---- SUPPLIED MATERIAL
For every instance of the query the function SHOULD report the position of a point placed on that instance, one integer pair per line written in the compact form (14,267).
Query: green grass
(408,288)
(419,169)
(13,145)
--------
---- SUPPLIED MATERIAL
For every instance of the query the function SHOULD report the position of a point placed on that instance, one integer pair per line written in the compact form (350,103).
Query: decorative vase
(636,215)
--------
---- SUPPLIED MATERIAL
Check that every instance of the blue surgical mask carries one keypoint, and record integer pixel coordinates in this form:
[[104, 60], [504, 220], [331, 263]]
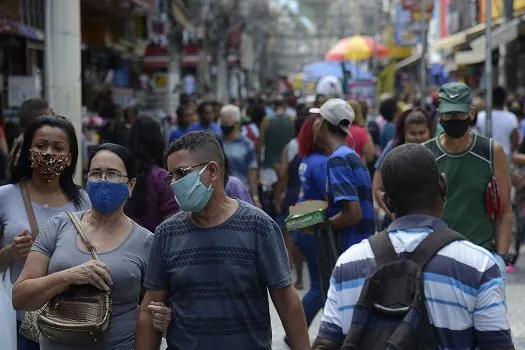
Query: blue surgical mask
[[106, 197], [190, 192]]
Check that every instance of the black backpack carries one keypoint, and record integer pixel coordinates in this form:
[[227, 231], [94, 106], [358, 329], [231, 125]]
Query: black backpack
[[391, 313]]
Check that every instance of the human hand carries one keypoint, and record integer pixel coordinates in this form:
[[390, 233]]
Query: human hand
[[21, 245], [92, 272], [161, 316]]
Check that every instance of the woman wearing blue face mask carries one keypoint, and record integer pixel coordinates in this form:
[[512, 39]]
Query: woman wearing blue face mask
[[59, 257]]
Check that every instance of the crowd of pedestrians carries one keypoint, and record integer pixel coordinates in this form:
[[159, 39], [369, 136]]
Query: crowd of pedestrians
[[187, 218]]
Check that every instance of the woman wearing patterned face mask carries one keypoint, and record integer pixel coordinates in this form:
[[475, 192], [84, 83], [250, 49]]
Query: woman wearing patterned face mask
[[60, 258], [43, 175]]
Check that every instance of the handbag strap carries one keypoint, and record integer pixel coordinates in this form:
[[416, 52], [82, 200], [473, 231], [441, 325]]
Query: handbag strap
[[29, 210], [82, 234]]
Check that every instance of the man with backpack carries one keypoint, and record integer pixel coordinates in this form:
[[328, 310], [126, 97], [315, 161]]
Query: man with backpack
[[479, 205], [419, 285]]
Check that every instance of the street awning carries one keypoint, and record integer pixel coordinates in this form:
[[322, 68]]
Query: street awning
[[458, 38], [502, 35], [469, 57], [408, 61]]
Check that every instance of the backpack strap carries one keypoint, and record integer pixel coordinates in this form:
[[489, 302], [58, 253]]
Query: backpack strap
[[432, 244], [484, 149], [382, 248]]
--------
__WHAT YOU WILL DO__. Look in the material above for the line with "[[512, 39]]" and the line with "[[322, 68]]", and transcribe exactly those lines and all lines between them, nothing more.

__SOLVED EXERCISE__.
[[512, 39]]
Query: woman wearing blue face mask
[[59, 257]]
Check that every instance of the crowd of pedestrians carries one keypoint, and record integer pixel coordinates in this form:
[[159, 39], [369, 136]]
Query: crowd of pedestrians
[[187, 218]]
Check that every instance of the woman wearing patterned face mask carries one keypoint, and record integer pixel coordinates in this form:
[[475, 192], [84, 83], [250, 49]]
Query: woman wearing patterned face mask
[[60, 258], [43, 175]]
Check that every instance of the handbag strap carries one keypoint, and record integer pixel coordinates in this form:
[[416, 52], [82, 200], [473, 231], [441, 325]]
Query: handbag strap
[[29, 210], [82, 234]]
Check that every instance of the man with backpack carries one keypoint, and record integer pixel coordinates in this form:
[[328, 310], [126, 97], [315, 161]]
Query: man with backpack
[[479, 205], [419, 285]]
Check that every instance of the street awning carries one keypoint, and record integer pixel coordinates in this form:
[[322, 68]]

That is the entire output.